▶ _WHAT YOU WILL DO_
Of the lines below, report only those that contain "logo".

(Stored data entries)
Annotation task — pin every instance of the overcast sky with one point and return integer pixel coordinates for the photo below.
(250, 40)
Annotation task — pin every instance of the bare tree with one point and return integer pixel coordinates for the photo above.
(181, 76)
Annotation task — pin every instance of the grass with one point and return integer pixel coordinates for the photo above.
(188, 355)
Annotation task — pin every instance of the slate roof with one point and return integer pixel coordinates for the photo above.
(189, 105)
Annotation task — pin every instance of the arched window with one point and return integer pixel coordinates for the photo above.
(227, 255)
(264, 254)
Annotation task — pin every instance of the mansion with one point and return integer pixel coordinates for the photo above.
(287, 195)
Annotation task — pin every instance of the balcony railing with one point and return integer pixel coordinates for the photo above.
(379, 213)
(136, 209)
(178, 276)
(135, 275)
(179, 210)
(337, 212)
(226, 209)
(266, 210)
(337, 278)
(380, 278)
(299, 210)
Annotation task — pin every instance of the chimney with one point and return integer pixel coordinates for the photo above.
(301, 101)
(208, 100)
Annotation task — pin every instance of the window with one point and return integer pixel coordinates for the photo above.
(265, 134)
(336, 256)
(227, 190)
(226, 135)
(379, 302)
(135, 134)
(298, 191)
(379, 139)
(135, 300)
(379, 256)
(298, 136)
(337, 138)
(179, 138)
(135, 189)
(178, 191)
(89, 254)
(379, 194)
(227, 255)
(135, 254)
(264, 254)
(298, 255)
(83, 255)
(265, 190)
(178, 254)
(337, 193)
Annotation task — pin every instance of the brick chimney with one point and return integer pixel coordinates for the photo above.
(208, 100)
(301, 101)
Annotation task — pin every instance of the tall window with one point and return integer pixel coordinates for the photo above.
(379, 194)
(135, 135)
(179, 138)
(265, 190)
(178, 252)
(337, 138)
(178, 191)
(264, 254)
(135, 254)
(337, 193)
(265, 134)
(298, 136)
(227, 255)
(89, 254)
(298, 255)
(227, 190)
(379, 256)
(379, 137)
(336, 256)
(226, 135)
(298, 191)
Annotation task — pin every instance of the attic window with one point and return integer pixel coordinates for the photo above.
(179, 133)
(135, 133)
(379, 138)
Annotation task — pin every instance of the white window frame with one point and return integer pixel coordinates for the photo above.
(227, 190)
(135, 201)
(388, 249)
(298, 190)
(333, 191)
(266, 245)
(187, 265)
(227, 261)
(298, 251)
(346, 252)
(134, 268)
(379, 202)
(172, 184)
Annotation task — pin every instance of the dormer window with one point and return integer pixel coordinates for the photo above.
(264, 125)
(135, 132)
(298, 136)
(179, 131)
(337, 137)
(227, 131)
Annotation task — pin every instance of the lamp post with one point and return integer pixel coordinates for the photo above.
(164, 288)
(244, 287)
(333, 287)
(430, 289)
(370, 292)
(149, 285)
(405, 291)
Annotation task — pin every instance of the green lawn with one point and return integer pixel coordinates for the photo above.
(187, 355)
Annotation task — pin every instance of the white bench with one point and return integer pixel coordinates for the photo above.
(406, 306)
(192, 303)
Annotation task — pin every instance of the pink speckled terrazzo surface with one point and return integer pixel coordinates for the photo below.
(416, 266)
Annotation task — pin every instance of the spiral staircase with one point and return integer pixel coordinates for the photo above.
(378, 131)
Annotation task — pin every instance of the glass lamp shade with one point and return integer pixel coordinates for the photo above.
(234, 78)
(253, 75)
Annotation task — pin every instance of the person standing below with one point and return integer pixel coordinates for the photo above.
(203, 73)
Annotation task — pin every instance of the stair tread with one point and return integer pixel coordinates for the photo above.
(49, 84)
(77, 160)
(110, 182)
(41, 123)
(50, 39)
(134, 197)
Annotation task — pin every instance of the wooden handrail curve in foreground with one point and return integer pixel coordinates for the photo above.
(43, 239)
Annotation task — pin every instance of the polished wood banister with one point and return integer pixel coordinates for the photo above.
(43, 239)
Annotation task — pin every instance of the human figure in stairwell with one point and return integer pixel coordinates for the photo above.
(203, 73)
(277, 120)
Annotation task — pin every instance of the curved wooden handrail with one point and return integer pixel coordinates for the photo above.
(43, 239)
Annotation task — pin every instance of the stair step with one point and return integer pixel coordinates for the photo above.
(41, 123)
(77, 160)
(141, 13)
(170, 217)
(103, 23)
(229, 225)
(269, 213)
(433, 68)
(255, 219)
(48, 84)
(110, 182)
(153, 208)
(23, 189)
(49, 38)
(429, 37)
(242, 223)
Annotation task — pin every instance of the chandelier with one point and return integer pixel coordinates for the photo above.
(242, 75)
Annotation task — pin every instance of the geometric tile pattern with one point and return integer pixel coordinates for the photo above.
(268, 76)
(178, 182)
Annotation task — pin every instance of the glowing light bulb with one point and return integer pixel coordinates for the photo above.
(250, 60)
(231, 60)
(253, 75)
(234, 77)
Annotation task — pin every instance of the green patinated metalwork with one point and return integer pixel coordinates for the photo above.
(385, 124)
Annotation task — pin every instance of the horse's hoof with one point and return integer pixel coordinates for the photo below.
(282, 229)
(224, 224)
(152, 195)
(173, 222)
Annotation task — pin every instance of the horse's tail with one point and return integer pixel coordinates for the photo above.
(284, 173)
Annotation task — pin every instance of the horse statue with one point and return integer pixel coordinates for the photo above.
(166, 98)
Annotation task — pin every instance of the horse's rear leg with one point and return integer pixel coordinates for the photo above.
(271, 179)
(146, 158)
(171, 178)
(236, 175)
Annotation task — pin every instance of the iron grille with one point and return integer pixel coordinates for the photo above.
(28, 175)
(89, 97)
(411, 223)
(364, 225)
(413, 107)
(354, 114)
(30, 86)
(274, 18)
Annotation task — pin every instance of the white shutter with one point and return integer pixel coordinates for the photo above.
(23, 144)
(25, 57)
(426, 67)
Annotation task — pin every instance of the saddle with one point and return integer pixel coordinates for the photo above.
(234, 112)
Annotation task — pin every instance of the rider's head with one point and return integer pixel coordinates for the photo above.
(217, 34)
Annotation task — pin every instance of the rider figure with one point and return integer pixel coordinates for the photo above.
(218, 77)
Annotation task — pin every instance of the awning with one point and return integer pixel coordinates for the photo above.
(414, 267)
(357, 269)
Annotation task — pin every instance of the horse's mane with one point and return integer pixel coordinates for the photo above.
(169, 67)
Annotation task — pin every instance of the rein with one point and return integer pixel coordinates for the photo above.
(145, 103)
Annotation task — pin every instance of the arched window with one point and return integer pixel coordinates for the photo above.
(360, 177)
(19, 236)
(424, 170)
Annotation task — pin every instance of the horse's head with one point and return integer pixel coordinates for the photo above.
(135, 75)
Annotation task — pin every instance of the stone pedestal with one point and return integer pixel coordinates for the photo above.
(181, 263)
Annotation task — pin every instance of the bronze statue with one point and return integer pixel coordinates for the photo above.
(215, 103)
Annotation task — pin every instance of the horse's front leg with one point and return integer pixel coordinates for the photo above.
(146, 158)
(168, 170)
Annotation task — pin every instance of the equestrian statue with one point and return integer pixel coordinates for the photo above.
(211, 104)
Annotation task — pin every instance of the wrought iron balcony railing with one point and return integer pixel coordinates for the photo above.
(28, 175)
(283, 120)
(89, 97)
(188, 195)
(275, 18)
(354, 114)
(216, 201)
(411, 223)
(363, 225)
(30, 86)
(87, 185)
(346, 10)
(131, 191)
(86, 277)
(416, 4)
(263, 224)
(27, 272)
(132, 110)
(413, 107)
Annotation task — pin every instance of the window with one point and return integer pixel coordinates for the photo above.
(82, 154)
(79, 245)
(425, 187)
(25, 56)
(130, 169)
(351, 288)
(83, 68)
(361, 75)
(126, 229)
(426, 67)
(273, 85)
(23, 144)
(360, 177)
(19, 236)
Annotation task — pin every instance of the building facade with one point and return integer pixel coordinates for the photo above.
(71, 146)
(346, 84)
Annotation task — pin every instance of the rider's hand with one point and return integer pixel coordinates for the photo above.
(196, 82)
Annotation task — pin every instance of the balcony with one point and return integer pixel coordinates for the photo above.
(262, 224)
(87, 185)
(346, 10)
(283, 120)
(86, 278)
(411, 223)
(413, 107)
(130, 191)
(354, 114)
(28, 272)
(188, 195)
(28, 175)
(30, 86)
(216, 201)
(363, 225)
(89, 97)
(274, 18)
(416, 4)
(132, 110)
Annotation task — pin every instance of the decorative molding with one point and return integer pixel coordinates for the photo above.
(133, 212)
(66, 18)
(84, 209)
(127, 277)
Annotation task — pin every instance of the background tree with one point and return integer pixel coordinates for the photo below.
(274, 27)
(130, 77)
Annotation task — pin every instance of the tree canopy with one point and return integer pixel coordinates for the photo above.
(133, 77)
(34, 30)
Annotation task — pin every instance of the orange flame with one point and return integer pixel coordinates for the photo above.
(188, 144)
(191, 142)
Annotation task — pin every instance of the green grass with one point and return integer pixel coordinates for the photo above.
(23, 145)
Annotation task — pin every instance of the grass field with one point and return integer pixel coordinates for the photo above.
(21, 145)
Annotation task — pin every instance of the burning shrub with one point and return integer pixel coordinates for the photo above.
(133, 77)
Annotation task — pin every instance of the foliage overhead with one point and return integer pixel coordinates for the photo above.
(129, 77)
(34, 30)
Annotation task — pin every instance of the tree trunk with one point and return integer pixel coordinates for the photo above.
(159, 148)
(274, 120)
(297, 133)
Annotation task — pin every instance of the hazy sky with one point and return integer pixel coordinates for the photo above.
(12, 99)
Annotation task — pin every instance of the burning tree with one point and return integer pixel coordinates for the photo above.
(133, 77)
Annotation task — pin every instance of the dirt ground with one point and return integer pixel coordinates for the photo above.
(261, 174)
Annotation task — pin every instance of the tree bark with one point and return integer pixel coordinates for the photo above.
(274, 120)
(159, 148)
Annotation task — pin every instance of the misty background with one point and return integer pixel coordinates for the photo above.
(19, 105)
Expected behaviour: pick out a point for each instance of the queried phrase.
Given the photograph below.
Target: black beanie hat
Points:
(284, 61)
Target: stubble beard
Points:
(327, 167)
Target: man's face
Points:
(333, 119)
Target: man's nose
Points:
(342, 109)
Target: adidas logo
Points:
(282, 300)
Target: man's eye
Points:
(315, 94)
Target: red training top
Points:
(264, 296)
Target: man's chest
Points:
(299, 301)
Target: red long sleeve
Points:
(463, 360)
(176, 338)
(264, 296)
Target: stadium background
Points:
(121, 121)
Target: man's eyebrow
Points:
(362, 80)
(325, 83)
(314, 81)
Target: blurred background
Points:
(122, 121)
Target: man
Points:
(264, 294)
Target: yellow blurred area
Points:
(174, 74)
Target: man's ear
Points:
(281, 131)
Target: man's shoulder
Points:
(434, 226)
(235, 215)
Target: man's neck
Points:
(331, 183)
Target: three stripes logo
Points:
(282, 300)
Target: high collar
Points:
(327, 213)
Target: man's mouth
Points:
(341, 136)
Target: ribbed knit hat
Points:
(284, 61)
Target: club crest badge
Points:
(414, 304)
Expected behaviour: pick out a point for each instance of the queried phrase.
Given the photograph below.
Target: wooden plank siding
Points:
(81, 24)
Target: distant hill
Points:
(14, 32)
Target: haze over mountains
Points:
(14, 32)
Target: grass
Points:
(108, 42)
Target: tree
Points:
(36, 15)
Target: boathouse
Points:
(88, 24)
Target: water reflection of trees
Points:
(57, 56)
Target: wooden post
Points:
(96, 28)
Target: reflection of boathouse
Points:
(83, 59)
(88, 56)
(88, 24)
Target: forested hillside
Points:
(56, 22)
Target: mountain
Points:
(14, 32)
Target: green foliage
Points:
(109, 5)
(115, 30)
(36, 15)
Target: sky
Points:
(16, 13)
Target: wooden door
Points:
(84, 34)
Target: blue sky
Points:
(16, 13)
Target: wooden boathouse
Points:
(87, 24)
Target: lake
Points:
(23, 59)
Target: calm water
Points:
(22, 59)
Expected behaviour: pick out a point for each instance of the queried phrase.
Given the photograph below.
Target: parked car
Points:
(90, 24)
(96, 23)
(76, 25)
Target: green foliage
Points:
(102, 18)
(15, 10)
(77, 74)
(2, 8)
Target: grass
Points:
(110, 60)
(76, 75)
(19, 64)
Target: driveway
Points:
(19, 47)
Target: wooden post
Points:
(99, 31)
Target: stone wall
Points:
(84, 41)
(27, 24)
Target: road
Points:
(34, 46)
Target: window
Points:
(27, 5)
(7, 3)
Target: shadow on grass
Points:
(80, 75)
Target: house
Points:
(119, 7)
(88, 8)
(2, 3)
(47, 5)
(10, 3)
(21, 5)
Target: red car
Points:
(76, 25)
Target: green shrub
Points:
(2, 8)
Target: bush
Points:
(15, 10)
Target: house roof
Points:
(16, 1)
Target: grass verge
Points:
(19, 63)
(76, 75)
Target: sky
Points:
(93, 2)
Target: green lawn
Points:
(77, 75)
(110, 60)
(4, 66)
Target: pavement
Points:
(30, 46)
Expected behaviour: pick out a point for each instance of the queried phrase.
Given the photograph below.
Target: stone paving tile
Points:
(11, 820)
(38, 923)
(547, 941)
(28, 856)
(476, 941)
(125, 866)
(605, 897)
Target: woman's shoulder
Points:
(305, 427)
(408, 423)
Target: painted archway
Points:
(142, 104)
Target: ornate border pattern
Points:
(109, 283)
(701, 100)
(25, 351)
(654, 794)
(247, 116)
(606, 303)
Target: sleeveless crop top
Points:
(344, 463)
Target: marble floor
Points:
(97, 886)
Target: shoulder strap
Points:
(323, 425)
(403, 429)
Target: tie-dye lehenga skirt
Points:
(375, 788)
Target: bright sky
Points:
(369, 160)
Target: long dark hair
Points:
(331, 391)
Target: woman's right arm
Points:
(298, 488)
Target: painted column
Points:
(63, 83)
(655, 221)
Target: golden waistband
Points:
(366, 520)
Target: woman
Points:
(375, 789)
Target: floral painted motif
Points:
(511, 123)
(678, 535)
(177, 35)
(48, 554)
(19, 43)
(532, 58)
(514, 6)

▶ _TASK OUTPUT_
Target: adidas logo
Target: three stripes logo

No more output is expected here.